### Given data

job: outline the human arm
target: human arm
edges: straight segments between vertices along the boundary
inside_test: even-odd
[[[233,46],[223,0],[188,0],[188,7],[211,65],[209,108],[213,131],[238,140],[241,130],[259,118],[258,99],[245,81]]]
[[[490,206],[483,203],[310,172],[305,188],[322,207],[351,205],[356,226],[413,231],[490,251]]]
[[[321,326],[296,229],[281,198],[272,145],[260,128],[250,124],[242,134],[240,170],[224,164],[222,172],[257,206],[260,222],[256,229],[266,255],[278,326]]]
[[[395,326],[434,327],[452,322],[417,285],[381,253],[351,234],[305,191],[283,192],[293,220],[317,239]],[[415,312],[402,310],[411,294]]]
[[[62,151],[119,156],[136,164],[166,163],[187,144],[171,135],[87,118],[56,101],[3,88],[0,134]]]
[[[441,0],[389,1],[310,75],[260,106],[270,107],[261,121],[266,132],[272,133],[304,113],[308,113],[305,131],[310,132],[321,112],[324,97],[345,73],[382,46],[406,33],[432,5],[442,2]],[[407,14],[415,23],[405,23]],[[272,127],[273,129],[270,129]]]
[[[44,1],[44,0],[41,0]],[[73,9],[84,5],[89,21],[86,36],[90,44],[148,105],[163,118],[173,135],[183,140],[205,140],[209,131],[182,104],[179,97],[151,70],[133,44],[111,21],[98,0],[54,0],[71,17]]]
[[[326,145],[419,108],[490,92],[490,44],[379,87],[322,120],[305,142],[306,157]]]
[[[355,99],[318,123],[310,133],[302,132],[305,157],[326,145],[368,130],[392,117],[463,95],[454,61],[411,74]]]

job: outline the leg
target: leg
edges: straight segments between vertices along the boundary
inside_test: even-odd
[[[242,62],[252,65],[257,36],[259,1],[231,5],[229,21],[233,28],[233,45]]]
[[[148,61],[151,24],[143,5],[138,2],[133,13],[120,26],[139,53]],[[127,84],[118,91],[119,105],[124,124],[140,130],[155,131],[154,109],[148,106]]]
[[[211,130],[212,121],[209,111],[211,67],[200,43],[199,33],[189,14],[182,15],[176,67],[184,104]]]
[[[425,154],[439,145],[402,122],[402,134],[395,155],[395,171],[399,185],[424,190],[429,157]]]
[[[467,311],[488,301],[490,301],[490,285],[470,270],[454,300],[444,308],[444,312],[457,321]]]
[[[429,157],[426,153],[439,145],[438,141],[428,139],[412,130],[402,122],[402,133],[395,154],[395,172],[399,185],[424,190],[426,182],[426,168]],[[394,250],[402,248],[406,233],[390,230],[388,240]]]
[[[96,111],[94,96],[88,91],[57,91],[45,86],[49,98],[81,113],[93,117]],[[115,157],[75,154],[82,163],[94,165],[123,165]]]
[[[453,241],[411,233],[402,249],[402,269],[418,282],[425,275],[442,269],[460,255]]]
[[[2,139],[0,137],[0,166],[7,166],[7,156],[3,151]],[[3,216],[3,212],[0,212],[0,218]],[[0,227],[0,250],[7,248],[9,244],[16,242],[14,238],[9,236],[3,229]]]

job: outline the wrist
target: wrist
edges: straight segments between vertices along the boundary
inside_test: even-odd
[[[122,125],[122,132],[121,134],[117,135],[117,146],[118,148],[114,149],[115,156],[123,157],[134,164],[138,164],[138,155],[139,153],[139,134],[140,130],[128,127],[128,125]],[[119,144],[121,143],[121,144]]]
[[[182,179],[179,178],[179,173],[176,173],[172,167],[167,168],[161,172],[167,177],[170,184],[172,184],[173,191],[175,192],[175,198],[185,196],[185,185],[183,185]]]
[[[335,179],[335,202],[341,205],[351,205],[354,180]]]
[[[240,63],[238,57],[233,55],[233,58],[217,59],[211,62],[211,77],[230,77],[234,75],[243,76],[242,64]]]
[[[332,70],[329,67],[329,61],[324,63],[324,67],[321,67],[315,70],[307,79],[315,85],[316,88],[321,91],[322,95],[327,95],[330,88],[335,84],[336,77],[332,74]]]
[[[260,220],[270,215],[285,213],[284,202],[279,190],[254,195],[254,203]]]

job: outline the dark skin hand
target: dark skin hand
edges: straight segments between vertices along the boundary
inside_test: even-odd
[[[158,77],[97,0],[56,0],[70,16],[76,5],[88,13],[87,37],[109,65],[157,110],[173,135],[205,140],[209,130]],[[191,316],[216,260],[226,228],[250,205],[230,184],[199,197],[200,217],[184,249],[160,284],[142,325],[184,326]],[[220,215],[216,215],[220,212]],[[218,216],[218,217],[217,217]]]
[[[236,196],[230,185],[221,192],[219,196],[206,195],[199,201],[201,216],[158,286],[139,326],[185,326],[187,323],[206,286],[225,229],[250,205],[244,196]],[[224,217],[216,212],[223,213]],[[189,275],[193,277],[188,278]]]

### Written task
Update all of the lines above, replacing every "even-odd" with "nonzero" and leaving everything else unchanged.

### Expected answer
job: outline the human arm
target: human arm
edges: straight segments between vertices along the boundary
inside_test: nonzero
[[[233,46],[223,0],[188,0],[188,7],[211,65],[209,108],[213,131],[238,140],[241,130],[259,118],[258,99],[245,81]]]
[[[490,206],[483,203],[310,172],[305,188],[322,207],[351,205],[356,226],[413,231],[490,251]]]
[[[321,326],[296,229],[281,198],[272,145],[260,128],[250,124],[242,134],[240,170],[224,164],[222,172],[257,206],[260,222],[256,229],[266,255],[278,326]]]
[[[395,326],[434,327],[452,322],[417,285],[381,253],[351,234],[305,191],[283,192],[293,220],[317,239]],[[415,312],[402,310],[411,294]]]
[[[62,151],[119,156],[136,164],[166,163],[187,144],[171,135],[87,118],[56,101],[3,88],[0,134]]]
[[[441,0],[389,1],[310,75],[260,106],[270,107],[261,121],[266,132],[272,133],[304,113],[308,113],[305,131],[310,132],[321,112],[324,97],[345,73],[382,46],[406,33],[432,5],[442,2]],[[407,14],[415,23],[405,23]],[[272,127],[273,129],[270,129]]]
[[[44,1],[44,0],[41,0]],[[73,9],[84,5],[89,21],[86,36],[90,44],[148,105],[163,118],[173,135],[183,140],[205,140],[209,131],[182,104],[179,97],[151,70],[133,44],[111,21],[98,0],[54,0],[71,17]]]
[[[326,145],[419,108],[490,92],[490,44],[379,87],[322,120],[305,142],[306,157]]]
[[[355,99],[318,123],[310,133],[302,132],[305,157],[326,145],[368,130],[392,117],[463,95],[454,61],[411,74]]]

job: outline the leg
target: leg
edges: straight segments between vertices along the boundary
inside_test: nonzero
[[[242,62],[252,65],[257,36],[259,1],[231,5],[229,21],[233,28],[233,45]]]
[[[148,61],[151,24],[143,5],[138,2],[133,13],[120,26],[139,53]],[[127,84],[118,91],[119,105],[124,124],[140,130],[155,131],[154,109],[148,106]]]
[[[211,130],[212,121],[209,111],[211,67],[200,43],[199,33],[189,14],[182,15],[176,67],[184,104]]]
[[[425,154],[439,145],[402,122],[402,134],[395,155],[395,171],[399,185],[424,190],[429,157]]]
[[[467,311],[488,301],[490,301],[490,285],[470,270],[454,300],[444,308],[444,312],[457,321]]]
[[[429,157],[426,153],[439,145],[438,141],[428,139],[412,130],[402,122],[402,133],[395,154],[395,172],[399,185],[424,190],[426,182],[426,168]],[[394,250],[402,248],[406,233],[390,230],[388,240]]]
[[[96,111],[94,96],[88,91],[57,91],[45,86],[49,98],[81,113],[93,117]],[[115,157],[75,154],[82,163],[94,165],[123,165]]]
[[[453,241],[411,233],[402,249],[402,269],[418,282],[425,275],[442,269],[460,255]]]
[[[2,139],[0,137],[0,166],[7,166],[7,156],[3,151]],[[3,216],[3,212],[0,212],[0,218]],[[0,227],[0,250],[7,248],[9,244],[16,242],[14,238],[9,236],[3,229]]]

job: outline the wrist
target: wrist
edges: straight segments between vertices along the boundary
inside_test: nonzero
[[[122,125],[122,132],[121,134],[117,135],[117,146],[118,148],[114,149],[115,156],[123,157],[134,164],[138,164],[138,155],[139,153],[139,134],[140,130],[128,127],[128,125]],[[119,144],[121,143],[121,144]]]
[[[182,179],[179,178],[179,173],[176,173],[172,167],[167,168],[161,172],[167,177],[170,184],[172,184],[173,191],[175,192],[175,198],[185,196],[185,185],[183,185]]]
[[[335,179],[335,202],[341,205],[351,205],[354,180]]]
[[[240,63],[238,57],[233,55],[233,58],[217,59],[211,62],[211,77],[230,77],[234,75],[243,76],[242,64]]]
[[[332,70],[329,67],[329,61],[324,63],[324,67],[321,67],[315,70],[307,79],[315,85],[316,88],[321,91],[322,95],[327,95],[330,88],[335,84],[336,77],[332,74]]]
[[[260,220],[270,215],[285,213],[284,202],[279,190],[254,195],[254,203]]]

job: outline the dark skin hand
target: dark skin hand
edges: straight segments between vertices along the boundary
inside_test: nonzero
[[[158,77],[97,0],[56,0],[70,16],[76,5],[88,13],[87,37],[109,65],[157,110],[173,135],[205,140],[209,130]],[[191,316],[216,260],[226,228],[250,205],[230,184],[199,197],[200,217],[184,249],[160,284],[142,325],[184,326]],[[220,215],[216,215],[220,212]],[[218,216],[218,217],[217,217]]]
[[[236,196],[230,185],[221,192],[219,196],[206,195],[199,201],[201,216],[158,286],[139,326],[185,326],[187,323],[206,286],[225,229],[250,205],[244,196]],[[224,217],[216,212],[223,213]],[[189,275],[193,277],[188,278]]]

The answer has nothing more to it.